====== Available data

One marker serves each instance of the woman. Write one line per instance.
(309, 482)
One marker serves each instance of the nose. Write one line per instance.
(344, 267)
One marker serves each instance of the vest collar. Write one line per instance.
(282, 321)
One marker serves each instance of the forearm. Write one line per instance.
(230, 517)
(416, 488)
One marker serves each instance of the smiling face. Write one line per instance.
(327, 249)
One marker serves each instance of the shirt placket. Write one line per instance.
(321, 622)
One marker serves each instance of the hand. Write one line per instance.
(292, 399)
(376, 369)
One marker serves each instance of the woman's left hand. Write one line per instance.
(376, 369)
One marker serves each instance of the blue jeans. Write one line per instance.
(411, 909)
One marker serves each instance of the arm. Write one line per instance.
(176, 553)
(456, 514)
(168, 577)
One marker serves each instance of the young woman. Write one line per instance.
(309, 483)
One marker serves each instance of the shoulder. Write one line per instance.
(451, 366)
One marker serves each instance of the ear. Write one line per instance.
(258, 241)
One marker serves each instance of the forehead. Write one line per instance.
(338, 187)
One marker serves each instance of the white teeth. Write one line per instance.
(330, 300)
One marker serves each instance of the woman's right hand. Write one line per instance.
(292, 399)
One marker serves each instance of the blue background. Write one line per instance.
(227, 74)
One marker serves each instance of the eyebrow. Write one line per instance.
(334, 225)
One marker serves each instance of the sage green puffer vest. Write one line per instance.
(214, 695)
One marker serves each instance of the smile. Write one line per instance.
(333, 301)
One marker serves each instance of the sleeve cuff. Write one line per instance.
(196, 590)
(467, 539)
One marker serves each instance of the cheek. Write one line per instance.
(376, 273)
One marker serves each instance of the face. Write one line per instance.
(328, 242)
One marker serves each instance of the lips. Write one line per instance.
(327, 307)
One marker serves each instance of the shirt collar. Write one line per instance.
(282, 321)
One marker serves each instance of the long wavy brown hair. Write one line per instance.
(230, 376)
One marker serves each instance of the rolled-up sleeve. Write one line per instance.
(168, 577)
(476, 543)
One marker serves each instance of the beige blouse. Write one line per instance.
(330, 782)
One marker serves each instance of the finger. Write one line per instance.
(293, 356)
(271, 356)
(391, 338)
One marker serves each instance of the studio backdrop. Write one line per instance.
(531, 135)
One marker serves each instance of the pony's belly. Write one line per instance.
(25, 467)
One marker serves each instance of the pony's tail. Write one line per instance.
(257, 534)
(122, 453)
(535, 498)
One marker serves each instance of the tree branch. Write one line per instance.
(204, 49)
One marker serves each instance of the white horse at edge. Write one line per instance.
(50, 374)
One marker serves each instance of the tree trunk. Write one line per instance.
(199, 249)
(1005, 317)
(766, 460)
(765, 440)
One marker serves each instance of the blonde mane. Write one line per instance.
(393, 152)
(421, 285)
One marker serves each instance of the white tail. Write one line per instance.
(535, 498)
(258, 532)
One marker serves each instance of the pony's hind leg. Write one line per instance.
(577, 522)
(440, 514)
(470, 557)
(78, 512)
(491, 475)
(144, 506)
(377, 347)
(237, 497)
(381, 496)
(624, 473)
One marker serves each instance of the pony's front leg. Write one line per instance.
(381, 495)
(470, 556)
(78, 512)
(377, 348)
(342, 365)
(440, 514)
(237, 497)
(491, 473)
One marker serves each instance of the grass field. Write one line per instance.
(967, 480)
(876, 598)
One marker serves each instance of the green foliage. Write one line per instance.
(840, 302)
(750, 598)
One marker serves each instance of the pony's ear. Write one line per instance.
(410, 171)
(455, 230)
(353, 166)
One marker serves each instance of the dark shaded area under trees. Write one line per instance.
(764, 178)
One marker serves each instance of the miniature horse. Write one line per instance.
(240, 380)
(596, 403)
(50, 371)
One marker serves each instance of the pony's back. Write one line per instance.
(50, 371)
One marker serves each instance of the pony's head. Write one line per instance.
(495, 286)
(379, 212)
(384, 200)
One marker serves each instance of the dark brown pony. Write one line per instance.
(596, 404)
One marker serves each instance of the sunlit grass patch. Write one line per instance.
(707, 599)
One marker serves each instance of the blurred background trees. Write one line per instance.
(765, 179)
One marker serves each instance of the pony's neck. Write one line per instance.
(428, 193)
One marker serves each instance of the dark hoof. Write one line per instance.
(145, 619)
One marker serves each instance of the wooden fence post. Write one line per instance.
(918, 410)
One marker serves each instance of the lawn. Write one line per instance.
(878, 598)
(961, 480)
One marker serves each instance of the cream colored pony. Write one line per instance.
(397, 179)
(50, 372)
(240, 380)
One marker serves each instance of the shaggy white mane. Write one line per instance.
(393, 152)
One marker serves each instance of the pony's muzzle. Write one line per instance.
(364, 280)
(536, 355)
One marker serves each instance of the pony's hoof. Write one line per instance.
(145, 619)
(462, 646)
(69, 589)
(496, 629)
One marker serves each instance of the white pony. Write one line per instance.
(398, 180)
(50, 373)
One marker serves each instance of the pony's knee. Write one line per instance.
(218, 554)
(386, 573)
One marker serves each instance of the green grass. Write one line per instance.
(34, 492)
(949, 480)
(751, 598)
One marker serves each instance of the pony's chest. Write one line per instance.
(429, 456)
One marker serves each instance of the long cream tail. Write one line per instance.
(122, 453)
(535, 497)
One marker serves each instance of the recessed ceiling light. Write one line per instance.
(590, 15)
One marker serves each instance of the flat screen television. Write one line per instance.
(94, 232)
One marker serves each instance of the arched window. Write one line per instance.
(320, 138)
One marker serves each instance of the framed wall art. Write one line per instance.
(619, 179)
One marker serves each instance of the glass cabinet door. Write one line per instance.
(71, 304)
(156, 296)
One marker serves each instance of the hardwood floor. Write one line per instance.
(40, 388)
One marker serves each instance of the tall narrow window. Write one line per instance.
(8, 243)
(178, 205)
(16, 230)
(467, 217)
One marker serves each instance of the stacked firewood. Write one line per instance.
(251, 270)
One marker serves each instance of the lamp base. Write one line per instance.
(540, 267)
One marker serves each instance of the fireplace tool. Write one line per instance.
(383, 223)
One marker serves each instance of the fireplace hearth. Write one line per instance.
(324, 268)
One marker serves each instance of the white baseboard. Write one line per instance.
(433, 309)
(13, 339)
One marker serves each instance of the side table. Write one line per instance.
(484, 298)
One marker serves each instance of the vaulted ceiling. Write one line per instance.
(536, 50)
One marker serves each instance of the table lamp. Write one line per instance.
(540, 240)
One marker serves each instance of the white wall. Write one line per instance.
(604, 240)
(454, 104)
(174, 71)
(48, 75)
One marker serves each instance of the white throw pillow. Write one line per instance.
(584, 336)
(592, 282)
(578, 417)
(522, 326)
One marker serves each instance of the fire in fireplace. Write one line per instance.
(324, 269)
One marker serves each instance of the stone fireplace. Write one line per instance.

============

— Task brief —
Quote all the records. Keep every word exact.

— Task solution —
One marker serves each instance of the woman. Write one line per instance.
(309, 482)
One marker serves each instance of the nose. Write one line per instance.
(344, 267)
One marker serves each instance of the vest collar. Write one line per instance.
(282, 321)
One marker serves each instance of the forearm. Write one line per instance.
(230, 517)
(416, 488)
One marker serves each instance of the smiling face. Write one line per instance.
(327, 249)
One marker serves each instance of the shirt placket. Write one line per instance.
(321, 622)
One marker serves each instance of the hand. Write one line per instance.
(292, 399)
(376, 369)
One marker serves each instance of the woman's left hand. Write one line per instance.
(376, 369)
One marker serves each instance of the blue jeans. Write one line per instance.
(411, 909)
One marker serves each instance of the arm. Write one line per instance.
(176, 553)
(456, 514)
(168, 577)
One marker serves each instance of the young woman. Write one line per instance.
(309, 483)
One marker serves each instance of the shoulder. Write one line per instance.
(451, 366)
One marker serves each instance of the ear. Write one line per instance.
(258, 241)
One marker serves each instance of the forehead. Write one line per instance.
(338, 187)
One marker serves each instance of the white teeth. Write one line per instance.
(330, 300)
One marker serves each instance of the woman's right hand. Write one line per instance.
(292, 399)
One marker serves each instance of the blue background. Write one line per instance.
(227, 74)
One marker serves each instance of the eyebrow. Write one line per instance.
(334, 225)
One marker serves each instance of the sage green puffer vest. Write one line per instance.
(214, 695)
One marker serves each instance of the smile. Write one line per instance.
(333, 301)
One marker serves each instance of the sleeve cuff. Write one line per instance.
(196, 590)
(467, 539)
One marker serves each instance of the cheek. Write one line per instance.
(376, 273)
One marker serves each instance of the face. Write one line per instance.
(328, 242)
One marker serves each instance of the lips. Write one line per instance.
(327, 307)
One marker serves each instance of the shirt collar. Write one line per instance.
(282, 321)
One marker serves each instance of the long wavy brown hair. Write one line per instance.
(230, 376)
One marker serves each instance of the rolled-up sleeve. Write one line per instance.
(168, 577)
(476, 543)
One marker serves each instance of the beige blouse. Write one line per instance.
(330, 782)
One marker serves each instance of the finger. Write one line per instance.
(293, 356)
(271, 356)
(391, 338)
One marker serves each instance of the studio backdrop. Write one line per instance.
(531, 135)
One marker serves each instance of the pony's belly. Write one line per instance.
(25, 467)
One marker serves each instance of the pony's tail. Write one line per instance.
(257, 534)
(122, 453)
(535, 498)
One marker serves each instance of the tree branch. Write one line per instance.
(204, 49)
One marker serves each instance of the white horse at edge. Write one line per instance.
(50, 374)
One marker serves each instance of the tree trunk. Write one line per instance.
(199, 249)
(1005, 317)
(766, 460)
(765, 440)
One marker serves each instance of the blonde mane. Write one line per instance.
(393, 152)
(421, 285)
One marker serves each instance of the white tail. Write one line per instance.
(535, 498)
(258, 532)
One marker serves each instance of the pony's hind leg. Write one line per instance.
(577, 522)
(440, 514)
(470, 557)
(78, 512)
(491, 475)
(144, 506)
(377, 347)
(237, 497)
(381, 496)
(624, 473)
One marker serves each instance of the pony's front leg. Write one line per instance.
(381, 495)
(470, 556)
(78, 512)
(377, 348)
(342, 365)
(440, 514)
(237, 497)
(491, 473)
One marker serves each instance of the grass field. Write one line per instance.
(967, 480)
(876, 598)
One marker serves each instance of the green foliage. Write one line per instance.
(840, 302)
(750, 598)
One marker serves each instance of the pony's ear. Write one line per instance.
(410, 171)
(455, 230)
(353, 166)
One marker serves each instance of the dark shaded area under trees. Write one line per instance.
(764, 178)
One marker serves each instance of the miniature horse. Write one line per instance.
(240, 380)
(596, 403)
(50, 371)
One marker serves each instance of the pony's back. Write one line per instance.
(50, 371)
One marker serves each instance of the pony's head. Write one line per instance.
(495, 286)
(379, 212)
(384, 200)
One marker serves each instance of the dark brown pony. Write one line per instance.
(596, 404)
One marker serves each instance of the sunlit grass patch. Write one line per instance.
(707, 599)
One marker serves each instance of the blurred background trees. Write one line per instance.
(765, 179)
One marker serves each instance of the pony's neck. Write one line per instance.
(428, 193)
One marker serves each instance of the dark hoof. Write one line per instance.
(145, 619)
One marker serves each instance of the wooden fence post. Write one line per instance.
(918, 410)
One marker serves each instance of the lawn. Write one line per instance.
(878, 598)
(961, 480)
One marker serves each instance of the cream colored pony. Write one line per instance.
(397, 179)
(50, 372)
(240, 380)
One marker serves each instance of the shaggy white mane. Write one line per instance.
(393, 152)
One marker serves each instance of the pony's muzzle. Write one line per instance.
(364, 280)
(536, 355)
One marker serves each instance of the pony's hoof. Write one line per instance.
(145, 619)
(462, 646)
(69, 589)
(496, 629)
One marker serves each instance of the white pony. Write one line per instance.
(398, 180)
(50, 373)
One marker serves each instance of the pony's knee. Write one line per instance.
(218, 554)
(386, 573)
One marker serves each instance of the green grass. Write one line per instance.
(34, 492)
(949, 480)
(751, 598)
One marker serves each instance of the pony's chest. Write one line per instance.
(429, 456)
One marker serves each instance of the long cream tail. Write one line per instance.
(122, 453)
(535, 497)
One marker serves each instance of the recessed ceiling light. Write one line per instance.
(590, 15)
One marker serves each instance of the flat screen television. Write one line per instance.
(94, 232)
One marker serves each instance of the arched window. Write one line per instance.
(320, 138)
One marker serves each instance of the framed wall art. Write one line per instance.
(619, 179)
One marker serves each instance of the glass cabinet door. Write one line per instance.
(71, 304)
(156, 296)
One marker serves each instance of the hardwood floor. Write one line per instance.
(40, 388)
One marker serves each instance of the tall narrow window. Write one line per instance.
(8, 243)
(178, 205)
(16, 230)
(467, 217)
One marker serves each instance of the stacked firewood. Write one line per instance.
(251, 270)
One marker serves each instance of the lamp base. Write one line per instance.
(540, 267)
One marker serves each instance of the fireplace tool. Write one line per instance.
(383, 223)
One marker serves each instance of the fireplace hearth. Write one line per instance.
(324, 268)
One marker serves each instance of the white baseboard. Write one line per instance.
(433, 309)
(13, 339)
One marker serves each instance of the side table. Write one line per instance.
(484, 298)
One marker serves each instance of the vaulted ceiling. Write one line per instance.
(536, 50)
One marker serves each instance of the table lamp. Write one line per instance.
(540, 240)
One marker serves each instance of the white wall. Write one line per instance.
(604, 240)
(454, 104)
(174, 71)
(48, 75)
One marker serves each instance of the white throw pillow. Write one line per instance.
(584, 336)
(592, 282)
(578, 417)
(522, 326)
One marker serves each instance of the fire in fireplace. Write one line per instance.
(324, 269)
One marker serves each instance of the stone fireplace. Write one line per instance.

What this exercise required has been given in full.